**Problem requirements**
Return every line of the records below that contains the string "query", matching case exactly.

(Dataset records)
============
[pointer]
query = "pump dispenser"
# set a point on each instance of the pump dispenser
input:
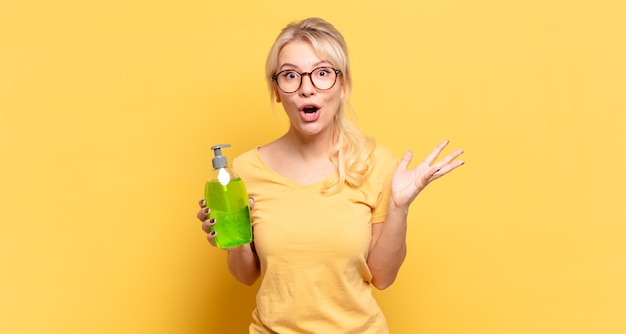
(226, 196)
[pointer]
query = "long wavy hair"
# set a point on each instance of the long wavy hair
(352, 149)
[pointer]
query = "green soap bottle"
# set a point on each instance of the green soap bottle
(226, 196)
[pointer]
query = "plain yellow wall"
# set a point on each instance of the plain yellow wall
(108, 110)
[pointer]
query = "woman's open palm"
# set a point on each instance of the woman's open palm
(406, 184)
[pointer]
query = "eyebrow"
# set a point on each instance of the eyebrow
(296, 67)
============
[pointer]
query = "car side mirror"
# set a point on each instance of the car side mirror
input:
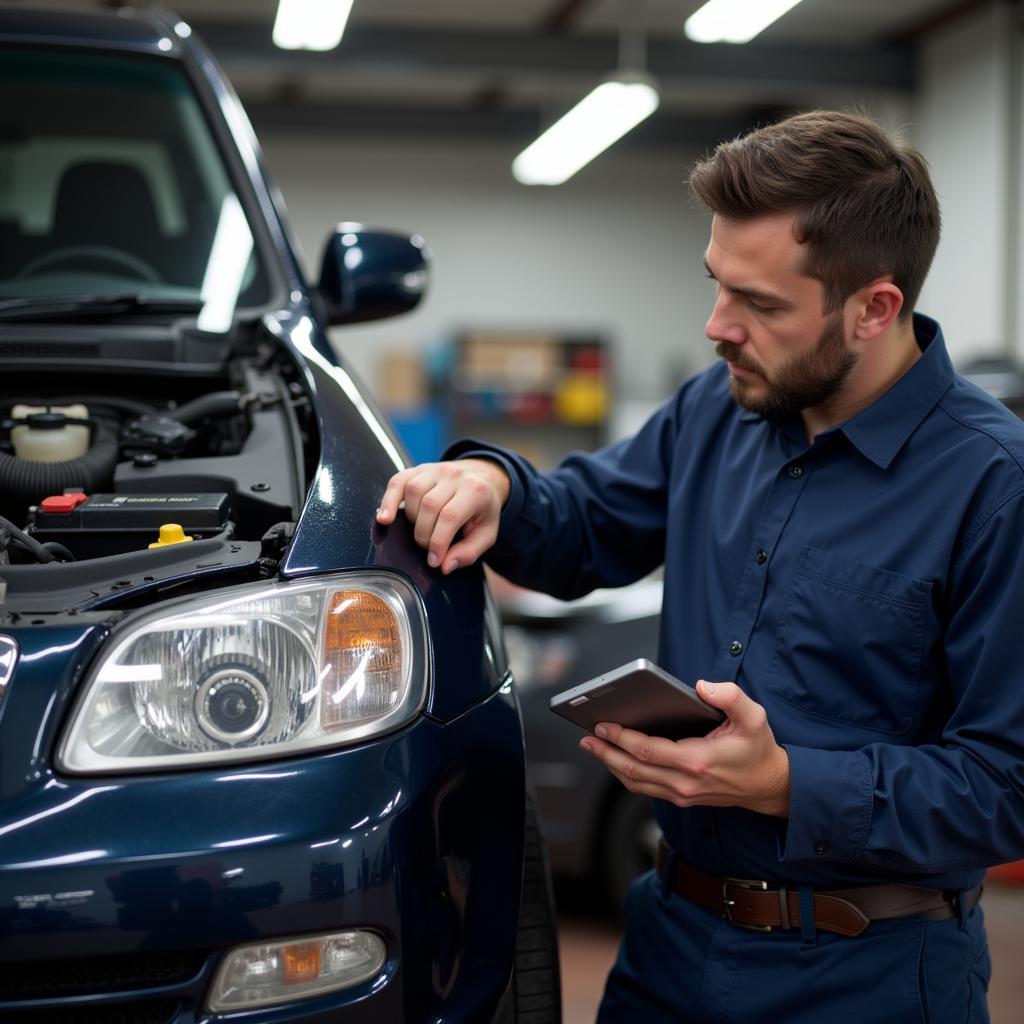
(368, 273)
============
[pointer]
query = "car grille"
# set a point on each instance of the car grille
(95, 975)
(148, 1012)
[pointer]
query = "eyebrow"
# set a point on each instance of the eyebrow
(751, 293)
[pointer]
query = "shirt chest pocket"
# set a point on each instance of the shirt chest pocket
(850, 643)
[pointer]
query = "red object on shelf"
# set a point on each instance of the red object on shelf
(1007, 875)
============
**Expected output**
query = "pump dispenser"
query = "long wavy hair"
query = "green soap bottle"
query = "plain yellow wall"
query = "woman's open palm"
query = "eyebrow"
query = "car side mirror"
query = "car grille"
query = "eyebrow"
query = "shirt chest pocket"
query = "red object on shelf"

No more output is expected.